(Exercise aim): Only one number is wanted here: how many lines of the data hold "white".

== Data under study

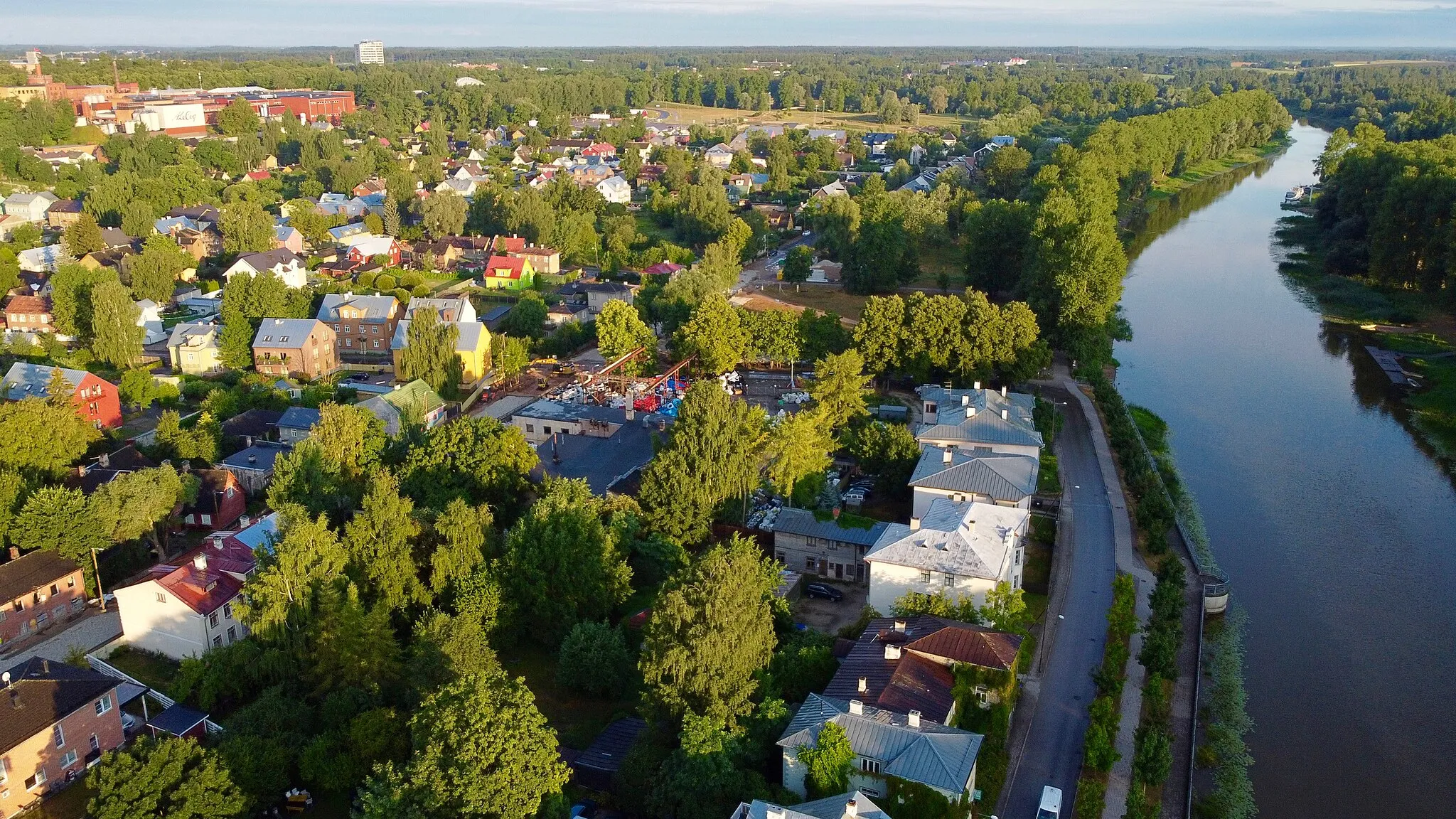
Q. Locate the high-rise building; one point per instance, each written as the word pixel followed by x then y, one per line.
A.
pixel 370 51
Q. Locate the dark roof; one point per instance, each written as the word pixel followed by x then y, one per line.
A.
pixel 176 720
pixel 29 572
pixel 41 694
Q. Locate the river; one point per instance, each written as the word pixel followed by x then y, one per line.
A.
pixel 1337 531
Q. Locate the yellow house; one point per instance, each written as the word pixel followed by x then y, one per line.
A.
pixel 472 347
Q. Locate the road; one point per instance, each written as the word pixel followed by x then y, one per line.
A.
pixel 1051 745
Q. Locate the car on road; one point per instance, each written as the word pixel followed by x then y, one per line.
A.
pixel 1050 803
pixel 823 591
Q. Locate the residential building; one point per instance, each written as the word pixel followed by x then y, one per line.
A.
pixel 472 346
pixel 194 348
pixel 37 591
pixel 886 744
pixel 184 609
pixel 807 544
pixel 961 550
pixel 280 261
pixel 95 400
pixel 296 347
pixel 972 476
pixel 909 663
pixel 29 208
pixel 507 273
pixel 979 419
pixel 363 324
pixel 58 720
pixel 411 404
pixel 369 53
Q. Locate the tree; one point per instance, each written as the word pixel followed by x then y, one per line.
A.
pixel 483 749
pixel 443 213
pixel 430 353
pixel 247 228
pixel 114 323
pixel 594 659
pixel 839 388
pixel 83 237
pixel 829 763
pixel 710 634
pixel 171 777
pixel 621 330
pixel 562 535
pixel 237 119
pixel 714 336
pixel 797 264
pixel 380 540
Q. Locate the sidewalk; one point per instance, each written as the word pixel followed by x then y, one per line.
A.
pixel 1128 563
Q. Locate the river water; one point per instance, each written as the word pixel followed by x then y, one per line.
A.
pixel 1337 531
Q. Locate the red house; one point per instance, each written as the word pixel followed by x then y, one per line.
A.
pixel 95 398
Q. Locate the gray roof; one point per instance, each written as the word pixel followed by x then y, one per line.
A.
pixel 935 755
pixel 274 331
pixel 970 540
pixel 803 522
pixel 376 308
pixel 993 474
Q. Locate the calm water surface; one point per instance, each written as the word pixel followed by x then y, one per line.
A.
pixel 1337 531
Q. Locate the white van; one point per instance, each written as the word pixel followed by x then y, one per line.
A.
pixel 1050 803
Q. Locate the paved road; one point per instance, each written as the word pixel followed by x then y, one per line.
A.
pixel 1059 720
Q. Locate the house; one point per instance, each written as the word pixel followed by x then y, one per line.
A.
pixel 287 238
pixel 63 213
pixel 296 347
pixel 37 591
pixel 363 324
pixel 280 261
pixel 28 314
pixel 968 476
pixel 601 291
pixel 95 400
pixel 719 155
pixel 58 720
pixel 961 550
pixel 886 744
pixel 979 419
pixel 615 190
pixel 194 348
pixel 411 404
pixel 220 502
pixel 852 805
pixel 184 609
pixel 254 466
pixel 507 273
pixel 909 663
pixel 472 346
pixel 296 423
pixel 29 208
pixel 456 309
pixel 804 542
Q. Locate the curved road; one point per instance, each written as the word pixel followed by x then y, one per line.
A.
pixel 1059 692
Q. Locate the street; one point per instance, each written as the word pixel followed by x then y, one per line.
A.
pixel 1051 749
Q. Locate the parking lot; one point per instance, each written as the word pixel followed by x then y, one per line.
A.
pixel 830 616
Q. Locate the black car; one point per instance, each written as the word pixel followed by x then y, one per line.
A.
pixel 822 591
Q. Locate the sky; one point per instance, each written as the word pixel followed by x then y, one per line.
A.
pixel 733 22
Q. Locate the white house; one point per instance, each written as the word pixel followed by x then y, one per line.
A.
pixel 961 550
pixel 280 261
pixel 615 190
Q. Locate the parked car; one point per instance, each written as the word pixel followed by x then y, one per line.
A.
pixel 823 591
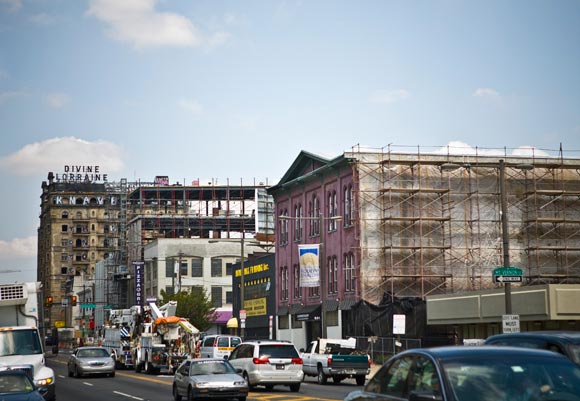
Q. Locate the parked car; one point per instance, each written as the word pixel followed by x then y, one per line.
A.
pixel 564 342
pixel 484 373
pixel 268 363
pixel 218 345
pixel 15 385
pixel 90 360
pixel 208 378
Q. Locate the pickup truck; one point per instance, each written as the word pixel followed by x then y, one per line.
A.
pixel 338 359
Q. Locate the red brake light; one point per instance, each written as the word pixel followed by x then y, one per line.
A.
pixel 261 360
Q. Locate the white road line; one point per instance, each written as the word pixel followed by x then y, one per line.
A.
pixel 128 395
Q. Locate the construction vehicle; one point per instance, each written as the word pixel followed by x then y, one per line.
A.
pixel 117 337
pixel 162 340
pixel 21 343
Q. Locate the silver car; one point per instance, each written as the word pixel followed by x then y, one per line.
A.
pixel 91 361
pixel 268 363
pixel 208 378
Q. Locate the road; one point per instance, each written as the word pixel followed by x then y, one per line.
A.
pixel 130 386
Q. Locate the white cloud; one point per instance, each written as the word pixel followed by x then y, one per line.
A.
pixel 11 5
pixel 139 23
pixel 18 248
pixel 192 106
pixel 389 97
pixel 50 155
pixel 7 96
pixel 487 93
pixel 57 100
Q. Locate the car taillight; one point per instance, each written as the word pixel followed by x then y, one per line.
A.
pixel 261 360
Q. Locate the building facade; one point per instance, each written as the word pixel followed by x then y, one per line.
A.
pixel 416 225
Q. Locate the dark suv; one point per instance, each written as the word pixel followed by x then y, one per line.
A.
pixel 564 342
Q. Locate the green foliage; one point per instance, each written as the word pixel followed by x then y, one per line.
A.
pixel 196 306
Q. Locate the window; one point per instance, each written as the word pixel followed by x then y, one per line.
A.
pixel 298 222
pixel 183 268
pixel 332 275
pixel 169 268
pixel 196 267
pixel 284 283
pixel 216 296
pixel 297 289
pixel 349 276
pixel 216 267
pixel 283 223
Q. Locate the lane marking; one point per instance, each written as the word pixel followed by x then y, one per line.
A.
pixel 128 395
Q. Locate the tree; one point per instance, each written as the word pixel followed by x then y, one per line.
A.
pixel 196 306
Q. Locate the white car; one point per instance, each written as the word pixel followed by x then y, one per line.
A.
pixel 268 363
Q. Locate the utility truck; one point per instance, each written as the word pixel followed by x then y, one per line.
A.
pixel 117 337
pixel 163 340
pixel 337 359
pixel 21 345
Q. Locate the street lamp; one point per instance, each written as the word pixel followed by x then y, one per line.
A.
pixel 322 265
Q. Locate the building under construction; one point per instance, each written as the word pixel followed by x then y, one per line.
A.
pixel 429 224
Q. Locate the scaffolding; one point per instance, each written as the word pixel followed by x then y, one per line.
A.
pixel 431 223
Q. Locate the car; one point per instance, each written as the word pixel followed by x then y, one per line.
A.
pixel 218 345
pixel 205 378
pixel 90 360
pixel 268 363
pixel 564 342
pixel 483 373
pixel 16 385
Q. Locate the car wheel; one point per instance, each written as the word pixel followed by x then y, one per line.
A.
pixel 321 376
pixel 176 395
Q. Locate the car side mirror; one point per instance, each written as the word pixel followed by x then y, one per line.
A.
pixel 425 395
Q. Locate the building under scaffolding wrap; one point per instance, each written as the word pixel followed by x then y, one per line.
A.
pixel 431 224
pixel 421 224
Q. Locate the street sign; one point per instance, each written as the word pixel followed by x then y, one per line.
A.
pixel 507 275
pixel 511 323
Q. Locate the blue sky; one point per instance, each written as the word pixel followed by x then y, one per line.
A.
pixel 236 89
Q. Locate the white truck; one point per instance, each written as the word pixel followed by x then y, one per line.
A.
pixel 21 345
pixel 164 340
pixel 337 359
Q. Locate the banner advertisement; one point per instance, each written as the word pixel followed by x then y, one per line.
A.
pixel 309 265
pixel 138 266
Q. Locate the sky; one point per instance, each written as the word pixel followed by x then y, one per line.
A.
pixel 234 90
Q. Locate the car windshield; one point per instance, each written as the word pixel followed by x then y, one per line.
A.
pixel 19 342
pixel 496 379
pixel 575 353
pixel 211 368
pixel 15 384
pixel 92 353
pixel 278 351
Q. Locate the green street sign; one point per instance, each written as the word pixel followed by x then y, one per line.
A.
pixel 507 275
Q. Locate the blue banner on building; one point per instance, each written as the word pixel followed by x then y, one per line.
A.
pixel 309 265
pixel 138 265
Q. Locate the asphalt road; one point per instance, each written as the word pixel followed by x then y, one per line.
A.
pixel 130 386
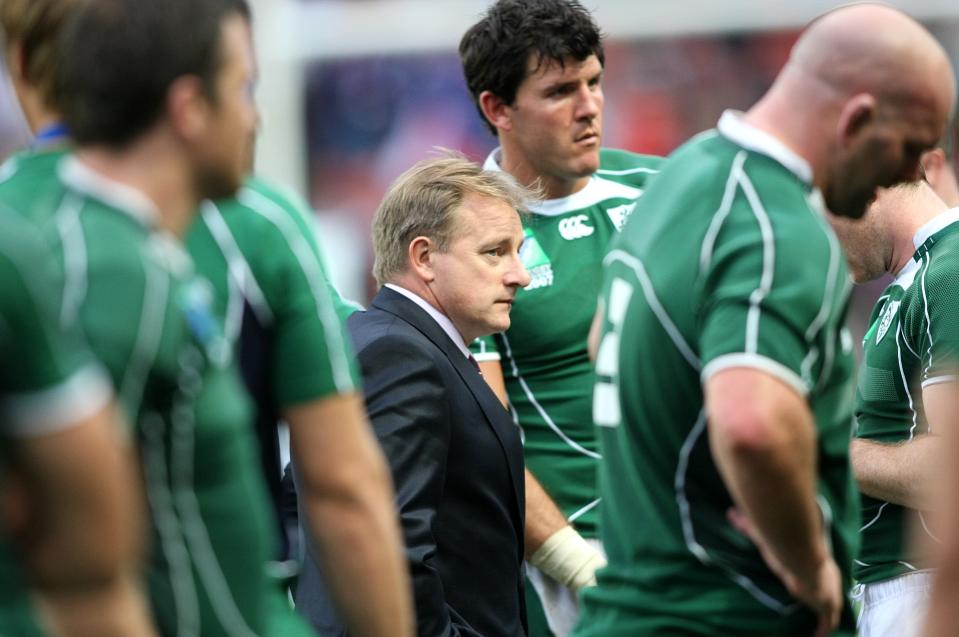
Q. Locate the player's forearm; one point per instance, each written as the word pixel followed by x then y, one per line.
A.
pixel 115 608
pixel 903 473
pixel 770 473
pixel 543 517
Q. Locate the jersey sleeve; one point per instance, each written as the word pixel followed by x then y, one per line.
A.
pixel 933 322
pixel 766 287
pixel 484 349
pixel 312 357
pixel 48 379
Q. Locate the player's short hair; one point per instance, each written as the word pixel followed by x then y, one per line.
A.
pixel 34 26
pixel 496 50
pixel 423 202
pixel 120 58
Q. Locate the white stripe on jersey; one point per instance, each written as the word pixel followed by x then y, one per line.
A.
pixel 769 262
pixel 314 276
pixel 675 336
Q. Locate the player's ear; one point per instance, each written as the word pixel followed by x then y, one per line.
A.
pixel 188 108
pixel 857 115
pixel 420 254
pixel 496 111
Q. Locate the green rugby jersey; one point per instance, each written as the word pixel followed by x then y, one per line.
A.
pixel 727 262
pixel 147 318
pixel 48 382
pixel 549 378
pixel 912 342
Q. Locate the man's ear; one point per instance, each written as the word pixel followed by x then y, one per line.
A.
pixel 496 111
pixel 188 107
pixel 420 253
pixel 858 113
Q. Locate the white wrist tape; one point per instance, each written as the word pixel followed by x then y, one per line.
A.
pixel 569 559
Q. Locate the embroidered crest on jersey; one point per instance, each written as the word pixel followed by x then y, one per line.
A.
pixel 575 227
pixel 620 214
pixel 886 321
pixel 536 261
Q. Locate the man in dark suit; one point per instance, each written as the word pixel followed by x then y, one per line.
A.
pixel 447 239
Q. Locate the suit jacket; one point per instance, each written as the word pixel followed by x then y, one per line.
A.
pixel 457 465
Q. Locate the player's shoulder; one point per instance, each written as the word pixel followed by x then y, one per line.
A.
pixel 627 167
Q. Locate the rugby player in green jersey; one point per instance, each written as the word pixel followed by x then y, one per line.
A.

====

(Answer box): 8